> _PAGE EXCERPT_

• Source: Joshua Bates (financier)
  • Joshua Bates (October 10, 1788 – September 24, 1864) was an American international financier who divided his life between the United States and the United Kingdom.


    Early life


    Bates was born in Commercial St., Weymouth, Massachusetts on October 10, 1788. He was the son of Col. Joshua Bates (1755–1804), who fought in the American Revolutionary War, and Tirzah (née Pratt) Bates (1764–1841). After his father's death in 1804, his mother remarried to Ebenezer Hunt (1760–1832) in 1808. His sister, Nancy Bates, was married to Capt. Warren Weston, the mother of abolitionist Maria Weston Chapman (who Bates paid for her education in London).
    His paternal grandparents were Abraham Bates and Sarah (née Tower) Bates.


    Career


    Early in his career, he worked for William Gray, owner of Gray's Wharf in Charlestown. A merchant and a banker, in 1828 Bates became associated with the great house of Baring Brothers & Co. of London, of which he eventually became the senior partner. He was arbitrator of the commission convened in 1853 to settle the claims of American citizens arising from the War of 1812.
    In 1852, he founded the Boston Public Library by giving $50,000 for that purpose (equivalent to $1,831,200 in 2023), with the provision that the interest of the money should be expended for books of permanent value, and that the city should make adequate provision for at least 100 readers. He afterward gave 30,000 volumes to the institution, the main hall ("Bates Hall") of which is named after him.
    Bates was prominent among expatriate Americans in London in the years before and during the Civil War, including diplomats Charles Francis Adams and Henry Adams, and was active in support of the Union cause. As a patron of the arts he commissioned canvases from Thomas Cole, including a nostalgic view of Boston, for his house in Portland Place. The house he built for his daughter and son-in-law, New Lodge, was near Windsor. As the representative of her uncle Leopold I of Belgium, also an uncle of Albert of Saxe-Coburg and Gotha, Sylvain and his charming American wife were popular with Victoria and her court.


    Personal life


    Bates married Lucretia Augusta Sturgis (1787–1863); she was the first cousin of Captain William Sturgis and of Nathaniel Russell Sturgis, both of Boston. Together, they were the parents of:

    William Rufus Gray Bates (1815–1834), who died young.

Boundary annotation records
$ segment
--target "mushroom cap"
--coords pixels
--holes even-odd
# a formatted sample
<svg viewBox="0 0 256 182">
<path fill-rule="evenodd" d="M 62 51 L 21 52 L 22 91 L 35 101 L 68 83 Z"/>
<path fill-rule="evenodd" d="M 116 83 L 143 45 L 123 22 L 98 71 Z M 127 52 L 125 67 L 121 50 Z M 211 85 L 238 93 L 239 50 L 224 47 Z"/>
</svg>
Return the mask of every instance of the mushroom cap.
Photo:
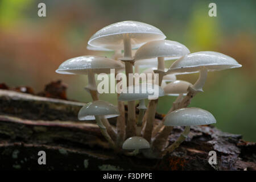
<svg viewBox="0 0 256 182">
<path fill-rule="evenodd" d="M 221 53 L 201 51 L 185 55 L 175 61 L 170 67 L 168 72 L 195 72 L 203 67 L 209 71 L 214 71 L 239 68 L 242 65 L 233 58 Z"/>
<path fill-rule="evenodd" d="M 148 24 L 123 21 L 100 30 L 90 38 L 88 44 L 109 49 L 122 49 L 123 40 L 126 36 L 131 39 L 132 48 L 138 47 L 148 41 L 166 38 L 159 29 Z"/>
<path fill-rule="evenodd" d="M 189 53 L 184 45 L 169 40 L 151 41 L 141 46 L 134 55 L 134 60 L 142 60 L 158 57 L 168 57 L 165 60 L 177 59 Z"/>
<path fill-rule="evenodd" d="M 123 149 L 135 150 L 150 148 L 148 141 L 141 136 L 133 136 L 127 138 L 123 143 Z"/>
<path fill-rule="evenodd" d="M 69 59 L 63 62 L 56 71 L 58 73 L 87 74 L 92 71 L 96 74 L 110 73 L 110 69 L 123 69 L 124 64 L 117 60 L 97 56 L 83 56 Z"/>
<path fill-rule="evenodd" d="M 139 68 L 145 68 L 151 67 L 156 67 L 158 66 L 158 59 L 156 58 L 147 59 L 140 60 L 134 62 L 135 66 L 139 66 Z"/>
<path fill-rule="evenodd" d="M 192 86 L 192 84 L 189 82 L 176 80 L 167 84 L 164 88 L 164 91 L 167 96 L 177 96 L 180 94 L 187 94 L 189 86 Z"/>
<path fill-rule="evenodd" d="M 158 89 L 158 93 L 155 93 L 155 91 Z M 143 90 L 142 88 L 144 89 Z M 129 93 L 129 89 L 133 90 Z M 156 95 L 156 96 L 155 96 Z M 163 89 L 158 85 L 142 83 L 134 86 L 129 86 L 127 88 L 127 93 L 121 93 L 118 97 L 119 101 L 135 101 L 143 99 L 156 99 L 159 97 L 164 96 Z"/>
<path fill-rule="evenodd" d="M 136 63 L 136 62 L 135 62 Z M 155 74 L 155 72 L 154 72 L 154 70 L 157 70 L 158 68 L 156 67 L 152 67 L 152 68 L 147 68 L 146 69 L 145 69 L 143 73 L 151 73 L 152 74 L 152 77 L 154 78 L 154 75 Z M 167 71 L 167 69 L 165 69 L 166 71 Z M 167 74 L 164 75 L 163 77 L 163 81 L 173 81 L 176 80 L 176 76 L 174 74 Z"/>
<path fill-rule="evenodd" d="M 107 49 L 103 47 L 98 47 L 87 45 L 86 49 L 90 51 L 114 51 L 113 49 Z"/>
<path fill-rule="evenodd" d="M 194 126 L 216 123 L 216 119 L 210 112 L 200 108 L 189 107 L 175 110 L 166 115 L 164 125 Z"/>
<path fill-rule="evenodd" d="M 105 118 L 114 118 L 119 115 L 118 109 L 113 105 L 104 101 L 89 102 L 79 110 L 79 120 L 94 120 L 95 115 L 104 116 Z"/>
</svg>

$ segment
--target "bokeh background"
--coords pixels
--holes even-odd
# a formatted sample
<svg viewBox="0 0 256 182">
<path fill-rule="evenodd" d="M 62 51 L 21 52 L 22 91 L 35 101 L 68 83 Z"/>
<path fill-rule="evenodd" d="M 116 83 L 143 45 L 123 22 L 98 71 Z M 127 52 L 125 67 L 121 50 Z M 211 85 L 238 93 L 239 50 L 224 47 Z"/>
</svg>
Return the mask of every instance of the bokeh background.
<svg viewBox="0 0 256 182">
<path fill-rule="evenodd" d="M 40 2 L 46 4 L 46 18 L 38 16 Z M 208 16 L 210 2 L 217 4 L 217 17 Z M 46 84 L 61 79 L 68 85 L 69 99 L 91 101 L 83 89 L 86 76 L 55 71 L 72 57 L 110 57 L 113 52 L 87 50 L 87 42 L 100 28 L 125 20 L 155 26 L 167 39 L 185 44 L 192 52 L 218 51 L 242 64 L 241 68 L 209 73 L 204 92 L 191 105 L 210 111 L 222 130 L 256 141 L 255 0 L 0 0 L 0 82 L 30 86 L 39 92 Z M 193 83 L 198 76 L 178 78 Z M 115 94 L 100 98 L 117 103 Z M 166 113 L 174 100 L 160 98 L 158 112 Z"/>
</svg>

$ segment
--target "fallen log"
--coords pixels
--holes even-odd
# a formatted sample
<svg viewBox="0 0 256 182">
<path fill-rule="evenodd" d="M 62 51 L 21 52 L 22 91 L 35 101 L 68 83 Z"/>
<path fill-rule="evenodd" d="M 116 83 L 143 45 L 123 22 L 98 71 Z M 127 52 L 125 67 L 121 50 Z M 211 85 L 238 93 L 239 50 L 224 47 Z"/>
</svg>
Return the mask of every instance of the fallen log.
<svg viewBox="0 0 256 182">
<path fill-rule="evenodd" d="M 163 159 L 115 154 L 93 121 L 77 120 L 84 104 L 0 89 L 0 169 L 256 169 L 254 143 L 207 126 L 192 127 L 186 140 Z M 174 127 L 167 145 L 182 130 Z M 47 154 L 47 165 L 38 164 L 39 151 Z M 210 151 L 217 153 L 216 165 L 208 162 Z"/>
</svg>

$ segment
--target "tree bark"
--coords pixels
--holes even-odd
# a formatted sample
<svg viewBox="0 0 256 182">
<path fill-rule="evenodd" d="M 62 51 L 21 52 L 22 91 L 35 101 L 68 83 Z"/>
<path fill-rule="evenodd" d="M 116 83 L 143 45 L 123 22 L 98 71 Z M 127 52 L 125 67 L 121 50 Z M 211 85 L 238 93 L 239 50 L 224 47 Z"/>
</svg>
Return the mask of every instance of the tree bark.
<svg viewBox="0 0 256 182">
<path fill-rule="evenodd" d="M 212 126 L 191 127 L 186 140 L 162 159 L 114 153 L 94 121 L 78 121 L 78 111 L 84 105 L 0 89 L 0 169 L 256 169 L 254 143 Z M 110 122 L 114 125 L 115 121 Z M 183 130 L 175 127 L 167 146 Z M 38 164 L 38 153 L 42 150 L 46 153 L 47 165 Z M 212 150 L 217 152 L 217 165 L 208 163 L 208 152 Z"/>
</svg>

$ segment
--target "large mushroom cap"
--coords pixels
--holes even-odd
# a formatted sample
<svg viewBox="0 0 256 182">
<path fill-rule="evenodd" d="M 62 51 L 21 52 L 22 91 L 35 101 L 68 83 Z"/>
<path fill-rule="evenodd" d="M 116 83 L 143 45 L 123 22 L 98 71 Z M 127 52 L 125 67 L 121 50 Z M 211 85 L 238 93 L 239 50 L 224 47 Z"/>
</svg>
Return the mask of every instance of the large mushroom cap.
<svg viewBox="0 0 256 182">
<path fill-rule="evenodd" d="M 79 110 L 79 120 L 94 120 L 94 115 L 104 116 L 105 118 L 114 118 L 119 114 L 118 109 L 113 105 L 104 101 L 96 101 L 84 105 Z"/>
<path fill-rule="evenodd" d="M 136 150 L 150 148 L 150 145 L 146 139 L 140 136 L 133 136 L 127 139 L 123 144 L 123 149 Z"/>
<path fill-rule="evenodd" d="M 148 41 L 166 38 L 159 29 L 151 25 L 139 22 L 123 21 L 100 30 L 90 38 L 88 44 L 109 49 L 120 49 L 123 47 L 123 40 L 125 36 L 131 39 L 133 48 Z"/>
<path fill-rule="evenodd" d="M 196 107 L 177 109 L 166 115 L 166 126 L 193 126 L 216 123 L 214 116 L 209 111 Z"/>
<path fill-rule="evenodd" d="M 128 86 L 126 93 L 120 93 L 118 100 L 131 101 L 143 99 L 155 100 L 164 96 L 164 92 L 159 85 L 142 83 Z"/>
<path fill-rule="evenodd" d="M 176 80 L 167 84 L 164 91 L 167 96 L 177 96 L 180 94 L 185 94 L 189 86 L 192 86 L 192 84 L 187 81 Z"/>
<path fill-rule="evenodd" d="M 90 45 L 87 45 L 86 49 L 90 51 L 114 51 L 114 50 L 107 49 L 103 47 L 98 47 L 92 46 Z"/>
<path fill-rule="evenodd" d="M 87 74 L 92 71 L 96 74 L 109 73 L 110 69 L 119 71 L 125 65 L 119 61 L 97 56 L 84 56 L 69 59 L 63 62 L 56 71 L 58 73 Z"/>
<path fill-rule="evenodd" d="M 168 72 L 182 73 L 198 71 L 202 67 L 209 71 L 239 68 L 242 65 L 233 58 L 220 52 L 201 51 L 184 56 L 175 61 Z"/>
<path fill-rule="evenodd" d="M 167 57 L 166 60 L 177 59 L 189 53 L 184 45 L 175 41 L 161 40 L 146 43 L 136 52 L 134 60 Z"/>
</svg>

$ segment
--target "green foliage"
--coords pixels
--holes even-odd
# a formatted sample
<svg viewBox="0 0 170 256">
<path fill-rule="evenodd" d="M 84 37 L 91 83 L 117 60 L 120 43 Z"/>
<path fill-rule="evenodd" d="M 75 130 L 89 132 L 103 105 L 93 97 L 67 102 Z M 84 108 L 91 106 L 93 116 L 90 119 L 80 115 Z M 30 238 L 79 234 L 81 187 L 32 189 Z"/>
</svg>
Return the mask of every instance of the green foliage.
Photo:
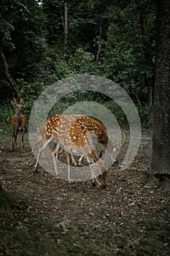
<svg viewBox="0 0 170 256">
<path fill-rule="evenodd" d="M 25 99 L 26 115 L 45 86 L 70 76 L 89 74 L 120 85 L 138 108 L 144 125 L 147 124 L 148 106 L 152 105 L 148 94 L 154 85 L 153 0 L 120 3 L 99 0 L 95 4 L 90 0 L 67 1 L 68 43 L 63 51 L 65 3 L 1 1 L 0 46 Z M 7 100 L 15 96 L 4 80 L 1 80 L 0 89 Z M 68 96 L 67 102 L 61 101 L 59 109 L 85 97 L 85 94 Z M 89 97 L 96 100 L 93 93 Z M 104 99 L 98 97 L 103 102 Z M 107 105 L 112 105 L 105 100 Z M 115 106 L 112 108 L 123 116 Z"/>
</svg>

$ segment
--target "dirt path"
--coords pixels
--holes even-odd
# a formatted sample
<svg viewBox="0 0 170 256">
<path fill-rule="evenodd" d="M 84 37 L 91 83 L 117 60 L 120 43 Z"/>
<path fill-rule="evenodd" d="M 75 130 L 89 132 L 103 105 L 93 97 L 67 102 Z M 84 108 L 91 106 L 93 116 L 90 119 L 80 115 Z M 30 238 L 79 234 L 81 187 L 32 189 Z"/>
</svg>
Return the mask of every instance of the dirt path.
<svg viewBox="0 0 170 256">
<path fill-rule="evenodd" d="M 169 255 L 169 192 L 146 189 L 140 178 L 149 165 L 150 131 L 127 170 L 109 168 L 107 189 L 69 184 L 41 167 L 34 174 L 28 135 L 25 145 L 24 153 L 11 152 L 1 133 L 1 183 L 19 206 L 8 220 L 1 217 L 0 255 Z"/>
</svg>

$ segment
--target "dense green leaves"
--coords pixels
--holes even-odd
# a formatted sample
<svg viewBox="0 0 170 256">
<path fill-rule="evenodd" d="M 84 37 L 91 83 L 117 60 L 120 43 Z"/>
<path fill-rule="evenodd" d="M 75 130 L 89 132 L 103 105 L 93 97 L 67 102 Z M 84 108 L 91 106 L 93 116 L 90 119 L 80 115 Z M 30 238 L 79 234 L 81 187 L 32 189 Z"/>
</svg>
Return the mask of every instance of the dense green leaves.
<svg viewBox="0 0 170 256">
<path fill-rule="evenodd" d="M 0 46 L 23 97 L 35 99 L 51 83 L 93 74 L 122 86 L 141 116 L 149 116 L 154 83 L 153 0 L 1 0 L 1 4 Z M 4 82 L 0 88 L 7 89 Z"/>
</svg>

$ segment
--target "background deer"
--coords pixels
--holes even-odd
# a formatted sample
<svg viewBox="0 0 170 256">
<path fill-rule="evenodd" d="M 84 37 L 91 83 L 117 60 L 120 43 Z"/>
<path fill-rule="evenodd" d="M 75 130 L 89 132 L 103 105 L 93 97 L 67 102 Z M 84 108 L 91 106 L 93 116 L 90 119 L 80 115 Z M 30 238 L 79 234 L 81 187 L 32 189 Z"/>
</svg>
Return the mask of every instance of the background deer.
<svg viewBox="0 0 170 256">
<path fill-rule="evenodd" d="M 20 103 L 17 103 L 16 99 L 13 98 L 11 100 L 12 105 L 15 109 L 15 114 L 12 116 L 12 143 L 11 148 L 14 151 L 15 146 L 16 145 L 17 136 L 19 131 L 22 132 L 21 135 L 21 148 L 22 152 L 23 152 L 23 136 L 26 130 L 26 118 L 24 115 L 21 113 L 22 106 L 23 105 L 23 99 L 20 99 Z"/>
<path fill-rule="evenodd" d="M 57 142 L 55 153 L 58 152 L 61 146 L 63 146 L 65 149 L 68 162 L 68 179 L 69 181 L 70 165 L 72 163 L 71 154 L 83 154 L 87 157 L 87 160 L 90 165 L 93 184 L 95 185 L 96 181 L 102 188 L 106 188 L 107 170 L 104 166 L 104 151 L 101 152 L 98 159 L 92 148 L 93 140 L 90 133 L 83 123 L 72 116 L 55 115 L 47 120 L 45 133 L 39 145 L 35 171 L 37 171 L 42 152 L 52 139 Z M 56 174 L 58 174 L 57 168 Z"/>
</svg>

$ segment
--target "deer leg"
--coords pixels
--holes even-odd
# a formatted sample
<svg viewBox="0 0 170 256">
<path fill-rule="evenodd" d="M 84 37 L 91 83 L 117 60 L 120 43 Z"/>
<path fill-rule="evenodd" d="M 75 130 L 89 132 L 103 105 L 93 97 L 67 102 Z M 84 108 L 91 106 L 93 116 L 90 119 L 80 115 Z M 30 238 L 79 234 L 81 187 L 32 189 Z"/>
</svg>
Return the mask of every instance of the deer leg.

> _TASK INSTRUCTIONS_
1. In the Joshua Bates biography, change "Portland Place" to "Grosvenor Square" and give the stretch from "Bates was prominent" through "who died young." again with that replacement.
2. Continue the Joshua Bates biography from its last line.

> _SOLVED PROBLEMS_
1.
Bates was prominent among expatriate Americans in London in the years before and during the Civil War, including diplomats Charles Francis Adams and Henry Adams, and was active in support of the Union cause. As a patron of the arts he commissioned canvases from Thomas Cole, including a nostalgic view of Boston, for his house in Grosvenor Square. The house he built for his daughter and son-in-law, New Lodge, was near Windsor. As the representative of her uncle Leopold I of Belgium, also an uncle of Albert of Saxe-Coburg and Gotha, Sylvain and his charming American wife were popular with Victoria and her court.


    Personal life


    Bates married Lucretia Augusta Sturgis (1787–1863); she was the first cousin of Captain William Sturgis and of Nathaniel Russell Sturgis, both of Boston. Together, they were the parents of:

    William Rufus Gray Bates (1815–1834), who died young.

2.
    Elizabeth Anne Sturgis Bates (1817–1878), who married Belgian Prime Minister Sylvain Van de Weyer.
    Bates died on September 24, 1864. He was buried at Kensal Green Cemetery in the London Borough of Brent in England.


    = Descendants

    =
    Through his daughter Elizabeth, he was the grandfather of seven, including Eleanor Van de Weyer, who married Reginald Baliol Brett, 2nd Viscount Esher (their daughter, Sylvia Brett, married Charles Vyner de Windt Brooke, and became the last Rani of Sarawak); Alice Emma Sturgis van de Weyer, married the Hon. Charles Brand (4th son of Henry Brand, 1st Viscount Hampden).


    Image gallery





















    See also



    Bates Hall, Boston Public Library, McKim Building
    Joshua Bates School, South End, Boston, Massachusetts


    Notes




    References


    This article incorporates text from a publication now in the public domain: Gilman, D. C.; Peck, H. T.; Colby, F. M., eds. (1905). New International Encyclopedia (1st ed.). New York: Dodd, Mead. {{cite encyclopedia}}: Missing or empty |title= (help)
    Chisholm, Hugh, ed. (1911). "Bates, Joshua" . Encyclopædia Britannica. Vol. 3 (11th ed.). Cambridge University Press. p. 510.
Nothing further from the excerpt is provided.